PETIT EXERCICE –
Rédigez la suite du texte consacré à l'héritage de Mai 68, en reprenant juste après sa dernière phrase.

Journaliste, écrivain
 
 
 
 
 
 

 Nous allons fêté le demi-siècle de Mai 68. À en croire l’actualité immédiate, d’Harvey Weinstein en Gilbert Rozon, on ne dirait pas.

 

 

 

 

Car dans ces folles journées de printemps, tout n’était peut-être pas à jeter. Les graffitis étaient parfois rigolos, Guy Debord venait de sortir son essai prophétique, La Société du spectacle, les situationnistes tenaient un peu le haut du pavé, lequel allait bientôt voler bas. Et la musique était bonne. Même les anciens d’Occident et de l’OAS en conviennent : il soufflait alors un petit vent de liberté sur la France de Tante Yvonne. Et on avait aussi cru comprendre qu’il était interdit d’interdire, qu’il fallait surtout jouir sans entraves.

 

 

 

 

 

D’ailleurs, dixit Daniel Cohn-Bendit, la première revendication des étudiants consistait à pouvoir aller et venir à leur guise dans le dortoir des filles. Cinquante ans après, nous en sommes loin. Ceux qui prônaient naguère la libération sexuelle, quand ce n’était tout simplement pas la grande partouze, ont enfanté un monde encore plus puritain que jamais.

 

 

 

 

 

 

Pis : les provocateurs d’hier sont devenus anarchistes d’État. La parenthèse libertaire des quelque deux décennies ayant suivi les événements de mai s’est bel et bien refermée. Il n’est plus un film de cette époque qu’il serait aujourd’hui possible de tourner, des Valseuses au Père Noël est une ordure, en passant par La Cage aux folles et La Grande Bouffe. Idem pour l’humour. Seuls résistent encore Dieudonné et Gaspard Proust. Le sort du premier a été réglé au tribunal médiatique. Le second finira tôt ou tard par connaître quelques pépins avec la police de la pensée ou de l’arrière-pensée.

(Enregistrements extraits)
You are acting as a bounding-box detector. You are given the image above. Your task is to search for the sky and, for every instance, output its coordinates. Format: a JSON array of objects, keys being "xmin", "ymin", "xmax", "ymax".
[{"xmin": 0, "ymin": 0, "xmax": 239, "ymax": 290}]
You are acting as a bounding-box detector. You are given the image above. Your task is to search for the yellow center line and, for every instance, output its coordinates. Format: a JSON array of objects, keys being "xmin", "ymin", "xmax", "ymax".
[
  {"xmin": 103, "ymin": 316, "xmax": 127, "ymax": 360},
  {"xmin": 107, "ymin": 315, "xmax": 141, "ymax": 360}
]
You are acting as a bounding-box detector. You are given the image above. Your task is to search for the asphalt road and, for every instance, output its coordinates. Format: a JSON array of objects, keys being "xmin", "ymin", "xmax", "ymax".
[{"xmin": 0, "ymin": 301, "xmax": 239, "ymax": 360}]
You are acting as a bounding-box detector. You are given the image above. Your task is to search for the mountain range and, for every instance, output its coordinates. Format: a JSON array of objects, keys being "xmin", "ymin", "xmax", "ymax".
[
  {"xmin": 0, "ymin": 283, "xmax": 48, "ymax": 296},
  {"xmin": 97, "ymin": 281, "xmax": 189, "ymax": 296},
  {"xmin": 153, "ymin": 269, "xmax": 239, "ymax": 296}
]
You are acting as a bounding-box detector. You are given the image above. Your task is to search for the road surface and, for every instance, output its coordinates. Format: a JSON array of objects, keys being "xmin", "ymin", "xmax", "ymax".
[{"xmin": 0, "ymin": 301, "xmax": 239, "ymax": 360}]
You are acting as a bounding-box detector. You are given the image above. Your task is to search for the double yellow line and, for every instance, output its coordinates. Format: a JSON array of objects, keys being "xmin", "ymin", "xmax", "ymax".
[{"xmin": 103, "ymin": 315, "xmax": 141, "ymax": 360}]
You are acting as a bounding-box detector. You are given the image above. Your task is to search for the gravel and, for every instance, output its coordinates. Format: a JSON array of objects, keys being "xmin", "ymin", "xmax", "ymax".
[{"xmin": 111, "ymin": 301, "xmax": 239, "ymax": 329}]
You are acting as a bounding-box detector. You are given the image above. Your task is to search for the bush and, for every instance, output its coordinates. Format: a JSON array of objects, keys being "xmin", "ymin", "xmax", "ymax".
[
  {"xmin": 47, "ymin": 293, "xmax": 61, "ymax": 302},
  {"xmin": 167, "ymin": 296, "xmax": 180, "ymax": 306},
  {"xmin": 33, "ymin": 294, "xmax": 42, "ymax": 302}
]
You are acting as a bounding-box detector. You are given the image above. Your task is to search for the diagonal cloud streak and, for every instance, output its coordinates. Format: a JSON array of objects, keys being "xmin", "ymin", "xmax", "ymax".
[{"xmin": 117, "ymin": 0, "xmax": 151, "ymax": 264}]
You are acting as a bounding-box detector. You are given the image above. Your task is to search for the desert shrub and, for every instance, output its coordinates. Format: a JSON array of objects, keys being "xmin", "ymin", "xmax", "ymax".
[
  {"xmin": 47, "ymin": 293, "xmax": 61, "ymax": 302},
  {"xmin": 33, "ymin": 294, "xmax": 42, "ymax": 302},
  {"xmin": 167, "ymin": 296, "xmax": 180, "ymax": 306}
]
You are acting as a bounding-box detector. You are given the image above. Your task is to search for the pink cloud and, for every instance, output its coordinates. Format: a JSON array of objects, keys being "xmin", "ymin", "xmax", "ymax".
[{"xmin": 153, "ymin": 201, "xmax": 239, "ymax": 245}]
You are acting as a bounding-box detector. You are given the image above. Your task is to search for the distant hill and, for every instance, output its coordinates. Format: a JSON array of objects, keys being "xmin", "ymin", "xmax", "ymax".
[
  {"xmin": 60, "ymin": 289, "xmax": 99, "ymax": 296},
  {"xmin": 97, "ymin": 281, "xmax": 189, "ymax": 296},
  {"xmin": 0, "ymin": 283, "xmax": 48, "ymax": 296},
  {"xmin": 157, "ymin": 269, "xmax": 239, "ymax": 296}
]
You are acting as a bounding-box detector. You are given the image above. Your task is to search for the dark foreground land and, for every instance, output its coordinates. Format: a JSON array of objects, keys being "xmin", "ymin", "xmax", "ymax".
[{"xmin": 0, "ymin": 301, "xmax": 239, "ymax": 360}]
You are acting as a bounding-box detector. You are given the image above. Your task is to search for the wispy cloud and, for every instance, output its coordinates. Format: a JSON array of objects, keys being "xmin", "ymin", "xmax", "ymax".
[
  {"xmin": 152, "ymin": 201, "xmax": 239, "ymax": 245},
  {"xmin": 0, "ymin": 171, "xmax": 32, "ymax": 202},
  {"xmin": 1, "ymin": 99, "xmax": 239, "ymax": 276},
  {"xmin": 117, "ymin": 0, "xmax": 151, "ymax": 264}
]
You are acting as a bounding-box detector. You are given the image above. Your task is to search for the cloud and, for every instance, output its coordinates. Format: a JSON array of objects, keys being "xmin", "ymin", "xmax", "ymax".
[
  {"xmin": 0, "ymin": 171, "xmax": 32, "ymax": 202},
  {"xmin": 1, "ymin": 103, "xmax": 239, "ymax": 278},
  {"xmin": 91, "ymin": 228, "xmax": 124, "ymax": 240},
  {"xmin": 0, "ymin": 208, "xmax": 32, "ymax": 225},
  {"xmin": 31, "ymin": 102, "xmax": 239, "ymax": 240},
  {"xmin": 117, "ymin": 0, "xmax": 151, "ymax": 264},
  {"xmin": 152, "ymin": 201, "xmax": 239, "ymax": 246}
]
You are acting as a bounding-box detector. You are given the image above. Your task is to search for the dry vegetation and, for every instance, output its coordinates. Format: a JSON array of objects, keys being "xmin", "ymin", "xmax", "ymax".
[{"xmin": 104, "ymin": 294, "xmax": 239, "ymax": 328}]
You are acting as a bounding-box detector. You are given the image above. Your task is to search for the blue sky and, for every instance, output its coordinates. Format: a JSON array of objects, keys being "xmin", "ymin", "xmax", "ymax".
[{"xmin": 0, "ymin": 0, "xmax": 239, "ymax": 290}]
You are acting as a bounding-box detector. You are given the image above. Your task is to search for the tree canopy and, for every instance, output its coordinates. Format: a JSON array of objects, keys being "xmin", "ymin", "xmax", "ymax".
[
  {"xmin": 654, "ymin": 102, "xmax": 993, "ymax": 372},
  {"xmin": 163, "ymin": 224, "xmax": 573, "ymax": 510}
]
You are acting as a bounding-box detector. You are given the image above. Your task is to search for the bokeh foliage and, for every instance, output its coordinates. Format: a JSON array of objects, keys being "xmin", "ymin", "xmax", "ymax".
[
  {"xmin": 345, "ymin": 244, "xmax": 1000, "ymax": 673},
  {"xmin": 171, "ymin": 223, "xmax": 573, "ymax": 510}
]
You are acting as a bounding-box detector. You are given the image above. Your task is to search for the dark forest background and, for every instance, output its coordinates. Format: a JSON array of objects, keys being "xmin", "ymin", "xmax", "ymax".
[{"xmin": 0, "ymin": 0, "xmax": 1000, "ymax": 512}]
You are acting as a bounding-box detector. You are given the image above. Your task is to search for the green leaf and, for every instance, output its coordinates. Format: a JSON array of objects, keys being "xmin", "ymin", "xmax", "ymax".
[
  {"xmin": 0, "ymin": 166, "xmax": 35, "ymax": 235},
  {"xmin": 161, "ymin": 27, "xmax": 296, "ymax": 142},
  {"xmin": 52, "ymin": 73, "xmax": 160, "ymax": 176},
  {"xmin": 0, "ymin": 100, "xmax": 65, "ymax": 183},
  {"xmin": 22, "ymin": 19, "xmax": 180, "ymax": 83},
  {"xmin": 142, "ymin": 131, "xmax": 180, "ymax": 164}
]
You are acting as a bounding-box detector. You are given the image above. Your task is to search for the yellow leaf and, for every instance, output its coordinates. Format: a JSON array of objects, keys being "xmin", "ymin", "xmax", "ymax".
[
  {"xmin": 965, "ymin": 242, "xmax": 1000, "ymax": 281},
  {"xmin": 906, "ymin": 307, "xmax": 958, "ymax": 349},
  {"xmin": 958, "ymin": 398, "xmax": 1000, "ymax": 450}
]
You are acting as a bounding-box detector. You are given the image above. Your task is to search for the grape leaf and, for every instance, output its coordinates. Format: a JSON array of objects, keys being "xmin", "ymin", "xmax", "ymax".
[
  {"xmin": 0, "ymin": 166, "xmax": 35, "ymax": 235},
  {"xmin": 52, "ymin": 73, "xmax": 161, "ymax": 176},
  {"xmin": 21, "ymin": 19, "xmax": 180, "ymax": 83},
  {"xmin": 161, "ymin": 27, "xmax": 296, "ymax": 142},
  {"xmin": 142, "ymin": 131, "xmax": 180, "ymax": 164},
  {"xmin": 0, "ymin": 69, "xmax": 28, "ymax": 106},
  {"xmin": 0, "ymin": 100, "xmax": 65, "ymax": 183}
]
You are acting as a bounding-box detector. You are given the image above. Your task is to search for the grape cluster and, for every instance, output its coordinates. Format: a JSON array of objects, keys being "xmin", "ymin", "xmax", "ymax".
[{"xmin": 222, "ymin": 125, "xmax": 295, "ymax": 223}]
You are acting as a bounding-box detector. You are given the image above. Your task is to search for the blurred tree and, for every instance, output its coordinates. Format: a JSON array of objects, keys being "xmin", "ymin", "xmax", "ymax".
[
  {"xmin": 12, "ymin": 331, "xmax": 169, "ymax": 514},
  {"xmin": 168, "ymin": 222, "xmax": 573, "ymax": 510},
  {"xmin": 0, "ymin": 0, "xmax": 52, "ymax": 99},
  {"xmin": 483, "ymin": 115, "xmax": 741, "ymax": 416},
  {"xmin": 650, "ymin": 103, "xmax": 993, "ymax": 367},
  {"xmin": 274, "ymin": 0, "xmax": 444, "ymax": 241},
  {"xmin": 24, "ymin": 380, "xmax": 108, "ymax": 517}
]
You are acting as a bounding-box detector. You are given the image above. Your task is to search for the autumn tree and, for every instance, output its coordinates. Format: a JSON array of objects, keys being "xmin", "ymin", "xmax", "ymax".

RÉPONSE À L'EXERCICE –
Quant aux dernières transgressions autorisées, Femen et Vagin de la reine, Jan Fabre et Plug anal, c’est par Le Monde et Téléramaqu’elles sont haut et fort défendues. Un canard de culs serrés et un torchon de curés de gauche ; bref, tout ce que les soixante-huitards vomissaient. Quant à Libération, c’est pire encore. Le quotidien fondé par le maoïste Serge July qui épouse la cause impérialiste américaine pour finir par se faire racheter par les Rothschild, puis un exploiteur capitaliste. Le regretté Pierre Desproges nous a quittés avant d’assister à un tel retournement. Heureusement pour lui, il en serait mort de rire avant l’heure.

 

 

 

 

 

 

Le gag qui risque d’atteindre des records dans le funèbre, ce sera évidemment les grandes commémorations du bizutage estudiantin en question. Eux qui raillaient celles de la Grande Guerre, ils fêteront bientôt leur petit Verdun de la rue Gay-Lussac. Ils tenaient le général de Gaulle pour un nazi et les CRS pour des SS, ils se prennent désormais pour des maquisards pour avoir fait reculer l’hitlérisme en votant Chirac contre Le Pen.

 

 

 

 

Ce sont les nouveaux cléricaux. Qui ne vont pas tarder à exiger – qui ont d’ailleurs déjà exigé – qu’un Jean Lassalle passe à confesse pour une mains aux fesses. Cette gauche que notre chère pétroleuse Élisabeth Lévy qualifie si bien « d’olfactive », gauche qui flaire des relents rances et nauséabonds à tout propos, sent actuellement de moins en moins bon. Odeurs de rosières mal lavées et de grenouilles de bénitiers, de bigoterie poussiéreuse et de chaussettes d’éternels adolescents. Écrasons l’infâme !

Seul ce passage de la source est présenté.